■ **Exercise**
In your copy of the records, include every word exactly and no pictures.
○ ○ ○ ○ ○
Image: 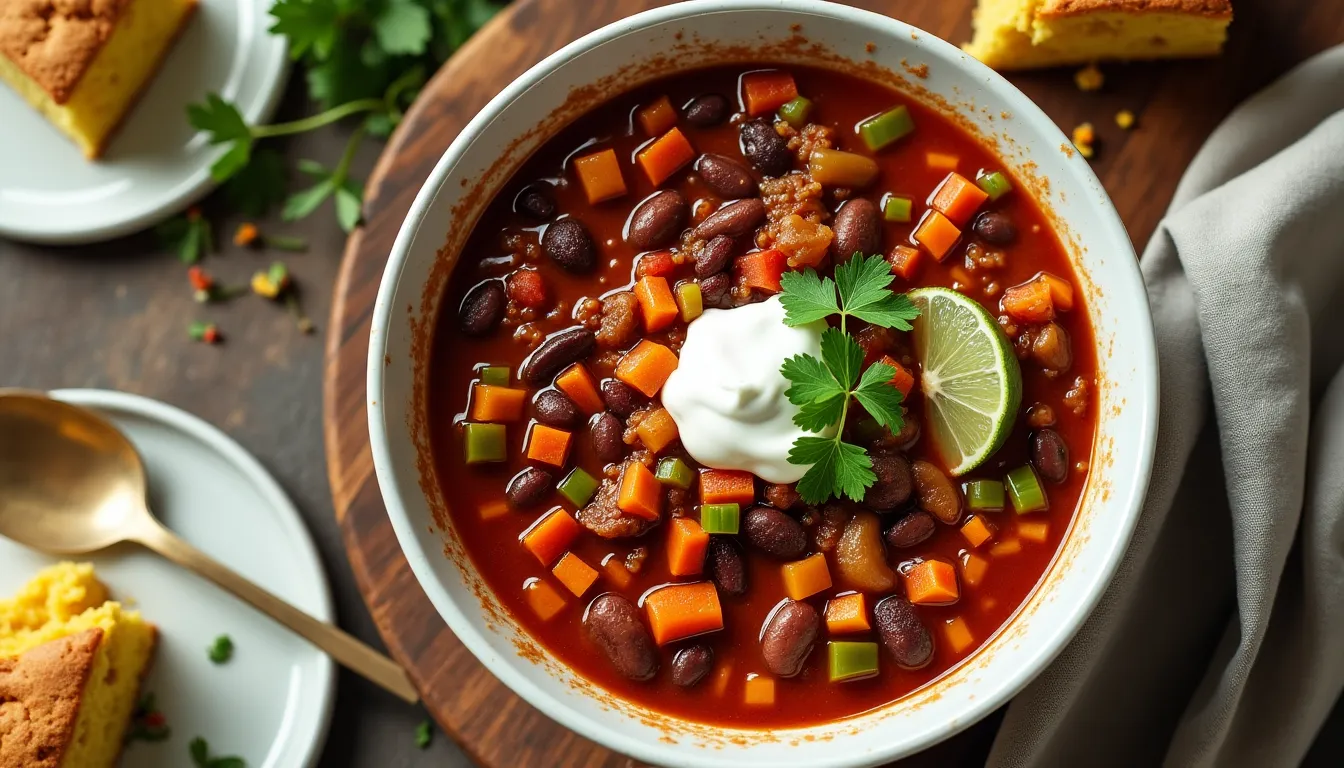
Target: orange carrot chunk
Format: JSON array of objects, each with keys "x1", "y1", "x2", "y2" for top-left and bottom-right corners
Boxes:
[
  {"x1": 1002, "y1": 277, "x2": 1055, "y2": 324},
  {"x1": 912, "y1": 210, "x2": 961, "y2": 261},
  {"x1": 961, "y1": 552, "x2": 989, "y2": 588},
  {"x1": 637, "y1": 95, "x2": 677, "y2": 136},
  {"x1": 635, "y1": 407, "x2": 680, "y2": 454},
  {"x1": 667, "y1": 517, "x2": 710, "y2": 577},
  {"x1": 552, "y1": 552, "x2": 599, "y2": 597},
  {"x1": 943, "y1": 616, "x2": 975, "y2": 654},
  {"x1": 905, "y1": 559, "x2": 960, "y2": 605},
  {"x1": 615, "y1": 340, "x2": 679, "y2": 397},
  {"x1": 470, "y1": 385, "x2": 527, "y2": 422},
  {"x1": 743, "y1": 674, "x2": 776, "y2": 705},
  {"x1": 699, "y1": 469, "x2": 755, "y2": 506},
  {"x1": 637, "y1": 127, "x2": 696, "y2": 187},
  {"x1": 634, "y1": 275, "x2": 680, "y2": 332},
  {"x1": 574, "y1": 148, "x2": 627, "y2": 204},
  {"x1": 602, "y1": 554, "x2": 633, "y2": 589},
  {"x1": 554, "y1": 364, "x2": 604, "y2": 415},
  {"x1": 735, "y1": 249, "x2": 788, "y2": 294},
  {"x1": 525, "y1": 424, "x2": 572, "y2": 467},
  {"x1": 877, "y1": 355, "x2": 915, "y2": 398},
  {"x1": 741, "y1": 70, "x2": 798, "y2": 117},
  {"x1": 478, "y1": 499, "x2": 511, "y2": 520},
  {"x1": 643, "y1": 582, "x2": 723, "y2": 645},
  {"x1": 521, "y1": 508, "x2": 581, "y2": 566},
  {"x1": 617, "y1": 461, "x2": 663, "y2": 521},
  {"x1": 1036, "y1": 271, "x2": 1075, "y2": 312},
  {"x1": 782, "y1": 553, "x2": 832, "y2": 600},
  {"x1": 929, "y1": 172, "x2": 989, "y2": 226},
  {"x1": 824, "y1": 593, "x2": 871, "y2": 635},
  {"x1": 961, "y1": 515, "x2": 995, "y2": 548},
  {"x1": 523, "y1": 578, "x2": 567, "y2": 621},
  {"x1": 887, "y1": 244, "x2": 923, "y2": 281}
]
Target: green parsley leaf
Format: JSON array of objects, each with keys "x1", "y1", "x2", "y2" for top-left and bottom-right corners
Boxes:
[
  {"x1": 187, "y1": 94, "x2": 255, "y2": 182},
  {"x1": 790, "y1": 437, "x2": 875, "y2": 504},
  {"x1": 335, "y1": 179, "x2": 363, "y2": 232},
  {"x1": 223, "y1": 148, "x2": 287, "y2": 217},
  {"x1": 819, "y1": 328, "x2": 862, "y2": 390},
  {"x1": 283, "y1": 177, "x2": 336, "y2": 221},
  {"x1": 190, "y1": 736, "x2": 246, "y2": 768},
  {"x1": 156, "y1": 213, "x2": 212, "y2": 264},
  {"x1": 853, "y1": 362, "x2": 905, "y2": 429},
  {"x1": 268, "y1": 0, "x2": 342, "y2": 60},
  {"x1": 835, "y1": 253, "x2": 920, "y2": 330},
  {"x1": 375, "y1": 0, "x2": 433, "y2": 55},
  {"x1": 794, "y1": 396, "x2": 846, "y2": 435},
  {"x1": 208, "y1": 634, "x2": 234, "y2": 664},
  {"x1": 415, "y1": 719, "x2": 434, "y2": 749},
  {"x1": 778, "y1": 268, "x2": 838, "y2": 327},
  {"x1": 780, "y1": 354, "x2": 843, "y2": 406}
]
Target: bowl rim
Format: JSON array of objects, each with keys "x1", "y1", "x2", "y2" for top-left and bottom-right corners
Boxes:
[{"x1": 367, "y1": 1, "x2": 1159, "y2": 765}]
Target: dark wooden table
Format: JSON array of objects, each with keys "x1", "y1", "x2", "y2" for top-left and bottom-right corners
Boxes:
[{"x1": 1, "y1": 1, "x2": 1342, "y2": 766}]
○ ○ ○ ○ ○
■ **Task solution**
Image: 
Target: orange carrot chunk
Format: JSON array of objects, each with keys "x1", "y1", "x2", "y2" for top-left and bottom-right corners
Boxes:
[
  {"x1": 1002, "y1": 277, "x2": 1055, "y2": 324},
  {"x1": 912, "y1": 210, "x2": 961, "y2": 261},
  {"x1": 961, "y1": 552, "x2": 989, "y2": 588},
  {"x1": 637, "y1": 95, "x2": 677, "y2": 136},
  {"x1": 635, "y1": 407, "x2": 680, "y2": 454},
  {"x1": 667, "y1": 517, "x2": 710, "y2": 577},
  {"x1": 552, "y1": 552, "x2": 599, "y2": 597},
  {"x1": 943, "y1": 616, "x2": 975, "y2": 654},
  {"x1": 905, "y1": 559, "x2": 960, "y2": 605},
  {"x1": 615, "y1": 340, "x2": 679, "y2": 397},
  {"x1": 470, "y1": 385, "x2": 527, "y2": 422},
  {"x1": 743, "y1": 674, "x2": 776, "y2": 705},
  {"x1": 699, "y1": 469, "x2": 755, "y2": 506},
  {"x1": 637, "y1": 127, "x2": 696, "y2": 187},
  {"x1": 634, "y1": 275, "x2": 680, "y2": 332},
  {"x1": 574, "y1": 148, "x2": 627, "y2": 204},
  {"x1": 602, "y1": 554, "x2": 633, "y2": 589},
  {"x1": 554, "y1": 364, "x2": 604, "y2": 415},
  {"x1": 735, "y1": 249, "x2": 788, "y2": 294},
  {"x1": 525, "y1": 424, "x2": 572, "y2": 467},
  {"x1": 877, "y1": 355, "x2": 915, "y2": 398},
  {"x1": 741, "y1": 70, "x2": 798, "y2": 117},
  {"x1": 478, "y1": 499, "x2": 511, "y2": 520},
  {"x1": 643, "y1": 582, "x2": 723, "y2": 645},
  {"x1": 521, "y1": 508, "x2": 581, "y2": 566},
  {"x1": 617, "y1": 461, "x2": 663, "y2": 521},
  {"x1": 1036, "y1": 271, "x2": 1075, "y2": 312},
  {"x1": 782, "y1": 553, "x2": 832, "y2": 600},
  {"x1": 929, "y1": 172, "x2": 989, "y2": 226},
  {"x1": 824, "y1": 593, "x2": 871, "y2": 635},
  {"x1": 961, "y1": 515, "x2": 995, "y2": 548},
  {"x1": 523, "y1": 578, "x2": 567, "y2": 621},
  {"x1": 887, "y1": 244, "x2": 923, "y2": 281}
]
Target: green parsley leaf
Format: JSON array of objects, each with keys "x1", "y1", "x2", "y2" for top-left and bottom-right corners
Boxes:
[
  {"x1": 187, "y1": 94, "x2": 255, "y2": 182},
  {"x1": 790, "y1": 437, "x2": 875, "y2": 504},
  {"x1": 335, "y1": 179, "x2": 363, "y2": 232},
  {"x1": 223, "y1": 148, "x2": 287, "y2": 217},
  {"x1": 819, "y1": 328, "x2": 862, "y2": 390},
  {"x1": 283, "y1": 177, "x2": 336, "y2": 221},
  {"x1": 190, "y1": 736, "x2": 246, "y2": 768},
  {"x1": 156, "y1": 213, "x2": 212, "y2": 264},
  {"x1": 853, "y1": 362, "x2": 905, "y2": 429},
  {"x1": 268, "y1": 0, "x2": 342, "y2": 60},
  {"x1": 835, "y1": 253, "x2": 920, "y2": 330},
  {"x1": 375, "y1": 0, "x2": 433, "y2": 55},
  {"x1": 794, "y1": 396, "x2": 846, "y2": 435},
  {"x1": 208, "y1": 634, "x2": 234, "y2": 664},
  {"x1": 415, "y1": 719, "x2": 434, "y2": 749},
  {"x1": 778, "y1": 268, "x2": 838, "y2": 327},
  {"x1": 780, "y1": 354, "x2": 843, "y2": 406}
]
Target: bowl rim
Format: JSON array of objects, each with keys "x1", "y1", "x2", "y2" for top-left and bottom-right corners
Boxes:
[{"x1": 367, "y1": 1, "x2": 1159, "y2": 765}]
Target: dark wooden table
Format: JSON array of objects, each with keys "x1", "y1", "x2", "y2" for top-left and bottom-right corners
Boxes:
[{"x1": 1, "y1": 1, "x2": 1342, "y2": 766}]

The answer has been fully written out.